# [ABOUT THIS TASK]
Using the records below, write out again exactly the lines that begin at the line containing "point_to(query) identifies every instance of the orange" and end at the line containing "point_to(query) identifies every instance of the clear", and no other lines.

# [MATERIAL FOR THE TASK]
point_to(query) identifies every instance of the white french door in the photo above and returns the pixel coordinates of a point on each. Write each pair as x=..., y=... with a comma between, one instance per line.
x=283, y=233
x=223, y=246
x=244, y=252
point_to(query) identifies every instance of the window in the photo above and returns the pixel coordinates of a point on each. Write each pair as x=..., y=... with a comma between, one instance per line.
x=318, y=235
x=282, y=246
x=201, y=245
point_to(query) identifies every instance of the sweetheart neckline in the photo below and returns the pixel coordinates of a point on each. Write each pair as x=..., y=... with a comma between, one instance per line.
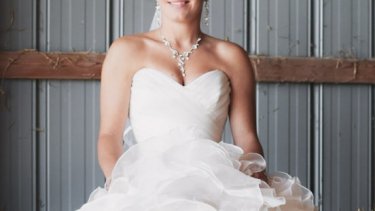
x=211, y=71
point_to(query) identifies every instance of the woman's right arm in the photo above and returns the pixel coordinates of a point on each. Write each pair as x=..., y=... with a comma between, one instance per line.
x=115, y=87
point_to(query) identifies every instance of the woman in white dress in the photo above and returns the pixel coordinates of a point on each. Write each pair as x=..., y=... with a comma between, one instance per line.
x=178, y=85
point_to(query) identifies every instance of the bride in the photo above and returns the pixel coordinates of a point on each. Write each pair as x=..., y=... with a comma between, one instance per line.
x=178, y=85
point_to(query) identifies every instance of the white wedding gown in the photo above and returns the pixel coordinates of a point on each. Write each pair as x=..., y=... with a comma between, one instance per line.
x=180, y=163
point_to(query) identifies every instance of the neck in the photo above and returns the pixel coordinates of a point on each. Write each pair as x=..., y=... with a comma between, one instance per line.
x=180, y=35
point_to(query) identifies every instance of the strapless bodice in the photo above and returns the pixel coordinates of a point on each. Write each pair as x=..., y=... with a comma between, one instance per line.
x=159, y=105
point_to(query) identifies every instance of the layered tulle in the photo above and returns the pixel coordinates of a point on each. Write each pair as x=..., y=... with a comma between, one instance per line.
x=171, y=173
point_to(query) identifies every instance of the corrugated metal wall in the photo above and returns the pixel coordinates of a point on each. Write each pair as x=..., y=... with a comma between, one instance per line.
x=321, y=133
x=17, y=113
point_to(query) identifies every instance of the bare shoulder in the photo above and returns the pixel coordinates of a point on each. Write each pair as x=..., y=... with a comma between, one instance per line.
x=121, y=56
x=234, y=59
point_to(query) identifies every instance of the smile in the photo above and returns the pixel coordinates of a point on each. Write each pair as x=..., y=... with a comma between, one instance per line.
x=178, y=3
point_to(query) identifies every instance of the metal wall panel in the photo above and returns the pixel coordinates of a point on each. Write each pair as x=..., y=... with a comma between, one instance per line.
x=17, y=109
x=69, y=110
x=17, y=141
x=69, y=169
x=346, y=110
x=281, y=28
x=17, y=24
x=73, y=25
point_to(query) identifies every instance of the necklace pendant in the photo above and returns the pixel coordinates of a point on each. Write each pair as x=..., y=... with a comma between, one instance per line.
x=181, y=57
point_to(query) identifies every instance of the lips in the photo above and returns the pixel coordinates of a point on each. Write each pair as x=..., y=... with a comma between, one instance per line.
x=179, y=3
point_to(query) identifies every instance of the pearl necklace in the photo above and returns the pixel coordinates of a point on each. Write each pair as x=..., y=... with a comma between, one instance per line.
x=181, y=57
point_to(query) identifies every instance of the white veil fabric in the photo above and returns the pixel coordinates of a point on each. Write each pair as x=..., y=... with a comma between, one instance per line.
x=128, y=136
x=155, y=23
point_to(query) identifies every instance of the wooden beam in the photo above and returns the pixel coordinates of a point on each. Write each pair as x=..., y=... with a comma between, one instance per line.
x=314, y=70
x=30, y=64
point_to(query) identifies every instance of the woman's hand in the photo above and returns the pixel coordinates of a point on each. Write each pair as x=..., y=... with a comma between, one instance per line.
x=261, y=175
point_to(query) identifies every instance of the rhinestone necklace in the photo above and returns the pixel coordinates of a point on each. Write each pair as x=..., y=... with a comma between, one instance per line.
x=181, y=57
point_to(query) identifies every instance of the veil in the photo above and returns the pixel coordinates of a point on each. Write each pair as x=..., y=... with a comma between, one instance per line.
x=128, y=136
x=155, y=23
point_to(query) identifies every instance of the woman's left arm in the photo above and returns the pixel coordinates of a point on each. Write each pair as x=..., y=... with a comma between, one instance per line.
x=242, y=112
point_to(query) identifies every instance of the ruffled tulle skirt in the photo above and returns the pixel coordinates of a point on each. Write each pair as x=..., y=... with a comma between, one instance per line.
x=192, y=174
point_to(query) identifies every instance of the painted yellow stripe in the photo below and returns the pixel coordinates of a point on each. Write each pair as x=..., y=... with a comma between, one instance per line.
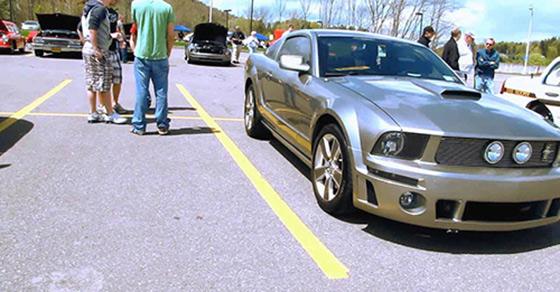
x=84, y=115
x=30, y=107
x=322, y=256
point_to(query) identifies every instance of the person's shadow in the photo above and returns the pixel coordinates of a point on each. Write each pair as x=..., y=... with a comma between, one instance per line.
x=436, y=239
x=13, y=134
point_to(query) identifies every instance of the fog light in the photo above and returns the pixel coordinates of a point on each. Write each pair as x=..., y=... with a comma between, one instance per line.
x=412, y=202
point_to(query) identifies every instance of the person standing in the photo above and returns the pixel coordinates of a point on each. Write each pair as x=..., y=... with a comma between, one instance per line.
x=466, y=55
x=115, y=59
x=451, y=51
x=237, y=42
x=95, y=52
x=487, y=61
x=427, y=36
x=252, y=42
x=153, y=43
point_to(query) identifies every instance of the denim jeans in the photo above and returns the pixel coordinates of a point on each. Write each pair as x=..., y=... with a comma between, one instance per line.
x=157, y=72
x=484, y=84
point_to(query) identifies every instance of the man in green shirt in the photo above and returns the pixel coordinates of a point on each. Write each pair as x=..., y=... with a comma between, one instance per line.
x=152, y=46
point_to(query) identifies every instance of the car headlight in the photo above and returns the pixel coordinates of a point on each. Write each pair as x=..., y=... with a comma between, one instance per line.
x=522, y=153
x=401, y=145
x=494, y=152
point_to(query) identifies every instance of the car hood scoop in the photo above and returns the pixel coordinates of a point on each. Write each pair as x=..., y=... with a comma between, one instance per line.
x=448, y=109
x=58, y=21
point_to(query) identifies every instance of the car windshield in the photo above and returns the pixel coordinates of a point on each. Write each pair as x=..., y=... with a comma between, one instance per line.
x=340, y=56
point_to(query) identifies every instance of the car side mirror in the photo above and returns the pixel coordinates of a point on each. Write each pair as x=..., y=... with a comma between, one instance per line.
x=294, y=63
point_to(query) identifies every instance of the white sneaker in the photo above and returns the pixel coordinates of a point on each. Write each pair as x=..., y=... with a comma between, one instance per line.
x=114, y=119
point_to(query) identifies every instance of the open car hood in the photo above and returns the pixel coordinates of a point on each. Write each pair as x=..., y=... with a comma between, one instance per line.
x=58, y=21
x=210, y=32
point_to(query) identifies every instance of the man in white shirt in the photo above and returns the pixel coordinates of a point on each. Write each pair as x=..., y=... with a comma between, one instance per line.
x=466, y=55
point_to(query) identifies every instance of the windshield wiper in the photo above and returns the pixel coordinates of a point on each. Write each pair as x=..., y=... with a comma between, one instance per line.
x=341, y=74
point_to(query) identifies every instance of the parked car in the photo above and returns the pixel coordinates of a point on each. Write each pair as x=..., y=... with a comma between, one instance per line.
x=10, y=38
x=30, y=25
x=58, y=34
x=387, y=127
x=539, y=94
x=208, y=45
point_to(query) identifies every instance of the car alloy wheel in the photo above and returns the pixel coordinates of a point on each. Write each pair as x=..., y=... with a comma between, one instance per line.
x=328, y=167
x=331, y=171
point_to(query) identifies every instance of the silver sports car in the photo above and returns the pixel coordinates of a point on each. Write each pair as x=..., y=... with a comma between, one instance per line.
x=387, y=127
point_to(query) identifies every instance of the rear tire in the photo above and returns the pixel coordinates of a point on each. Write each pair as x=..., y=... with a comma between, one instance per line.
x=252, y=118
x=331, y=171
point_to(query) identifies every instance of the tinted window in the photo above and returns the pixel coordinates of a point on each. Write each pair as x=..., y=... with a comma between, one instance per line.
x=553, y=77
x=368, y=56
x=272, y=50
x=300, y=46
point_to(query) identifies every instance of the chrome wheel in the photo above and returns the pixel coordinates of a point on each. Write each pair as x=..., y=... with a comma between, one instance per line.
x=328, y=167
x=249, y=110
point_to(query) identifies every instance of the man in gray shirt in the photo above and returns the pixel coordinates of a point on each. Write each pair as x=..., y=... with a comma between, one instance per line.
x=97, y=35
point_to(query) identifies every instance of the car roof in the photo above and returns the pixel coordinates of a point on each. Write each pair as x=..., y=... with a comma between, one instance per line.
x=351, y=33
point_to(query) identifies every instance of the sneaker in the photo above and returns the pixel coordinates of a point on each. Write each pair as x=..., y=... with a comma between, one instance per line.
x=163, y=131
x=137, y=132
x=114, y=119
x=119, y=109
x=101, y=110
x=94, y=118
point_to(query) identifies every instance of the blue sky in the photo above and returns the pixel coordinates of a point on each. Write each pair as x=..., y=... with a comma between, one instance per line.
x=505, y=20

...

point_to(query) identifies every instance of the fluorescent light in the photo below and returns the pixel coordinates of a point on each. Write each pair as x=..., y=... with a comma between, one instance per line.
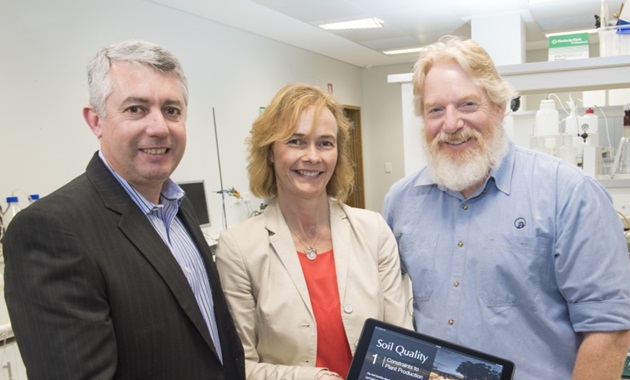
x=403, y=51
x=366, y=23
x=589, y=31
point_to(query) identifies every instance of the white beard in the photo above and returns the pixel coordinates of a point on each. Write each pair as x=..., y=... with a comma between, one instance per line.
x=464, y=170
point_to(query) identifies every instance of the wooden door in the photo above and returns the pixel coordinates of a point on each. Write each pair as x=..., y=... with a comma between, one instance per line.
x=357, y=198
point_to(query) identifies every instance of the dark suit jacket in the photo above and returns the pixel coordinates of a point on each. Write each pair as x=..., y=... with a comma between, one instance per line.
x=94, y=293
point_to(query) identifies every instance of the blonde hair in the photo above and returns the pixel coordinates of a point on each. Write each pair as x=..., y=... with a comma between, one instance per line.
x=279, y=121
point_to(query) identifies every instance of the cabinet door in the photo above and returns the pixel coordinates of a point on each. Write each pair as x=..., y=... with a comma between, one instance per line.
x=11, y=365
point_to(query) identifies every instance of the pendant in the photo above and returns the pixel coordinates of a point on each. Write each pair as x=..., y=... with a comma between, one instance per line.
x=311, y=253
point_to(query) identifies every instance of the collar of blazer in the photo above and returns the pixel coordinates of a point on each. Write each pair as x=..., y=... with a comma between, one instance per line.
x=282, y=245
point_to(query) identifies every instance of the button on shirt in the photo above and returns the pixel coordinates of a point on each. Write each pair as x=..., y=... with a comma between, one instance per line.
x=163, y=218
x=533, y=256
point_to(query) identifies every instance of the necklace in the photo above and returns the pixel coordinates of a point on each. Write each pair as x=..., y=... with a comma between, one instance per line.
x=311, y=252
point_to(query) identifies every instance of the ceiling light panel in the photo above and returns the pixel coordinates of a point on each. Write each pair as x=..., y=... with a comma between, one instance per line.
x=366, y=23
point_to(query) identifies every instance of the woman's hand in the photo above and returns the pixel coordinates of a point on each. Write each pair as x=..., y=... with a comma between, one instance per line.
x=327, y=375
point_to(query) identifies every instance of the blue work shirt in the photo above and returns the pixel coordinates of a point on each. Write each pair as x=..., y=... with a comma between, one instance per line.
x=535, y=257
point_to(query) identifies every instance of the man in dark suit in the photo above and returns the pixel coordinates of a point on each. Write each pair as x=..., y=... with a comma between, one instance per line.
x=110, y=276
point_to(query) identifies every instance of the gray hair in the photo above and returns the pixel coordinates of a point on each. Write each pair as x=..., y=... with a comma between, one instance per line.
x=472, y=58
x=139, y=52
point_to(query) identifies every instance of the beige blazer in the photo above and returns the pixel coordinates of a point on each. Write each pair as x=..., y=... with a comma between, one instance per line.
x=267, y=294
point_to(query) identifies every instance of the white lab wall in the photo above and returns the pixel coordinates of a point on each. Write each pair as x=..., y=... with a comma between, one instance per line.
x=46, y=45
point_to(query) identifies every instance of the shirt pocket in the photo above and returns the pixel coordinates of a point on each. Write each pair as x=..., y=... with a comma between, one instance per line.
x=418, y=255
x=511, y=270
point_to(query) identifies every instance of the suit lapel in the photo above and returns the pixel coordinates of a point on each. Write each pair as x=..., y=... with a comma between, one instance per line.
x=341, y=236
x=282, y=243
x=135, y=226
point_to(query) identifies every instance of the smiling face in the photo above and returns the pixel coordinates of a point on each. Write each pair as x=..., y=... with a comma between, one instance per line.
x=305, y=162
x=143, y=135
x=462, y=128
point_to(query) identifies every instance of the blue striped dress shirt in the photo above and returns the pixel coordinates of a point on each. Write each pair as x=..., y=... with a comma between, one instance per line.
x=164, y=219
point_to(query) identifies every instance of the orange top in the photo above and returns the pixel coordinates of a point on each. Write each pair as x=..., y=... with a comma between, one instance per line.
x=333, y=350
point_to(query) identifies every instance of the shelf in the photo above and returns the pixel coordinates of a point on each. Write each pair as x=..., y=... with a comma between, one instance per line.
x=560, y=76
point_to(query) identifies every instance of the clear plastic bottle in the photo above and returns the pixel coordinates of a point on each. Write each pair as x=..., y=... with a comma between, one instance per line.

# [RESULT OF THE EXERCISE]
point_to(query) identifies every instance of the orange top in the photo above and returns the pixel coordinates of a point on each. Write each pair as x=..., y=... with a comma between, one instance per line.
x=333, y=350
point_to(query) identifies every instance of the shelf in the photo above and returns the pixel coordinates of a point on each. Write each pair as x=..., y=... with a comma between, one instance per line.
x=560, y=76
point_to(query) identifies every instance of the clear plastic bottle in the photo above and returns the pixel coordinates of a point on each. Write each pair as x=..., y=... with a comma between, one instance per line.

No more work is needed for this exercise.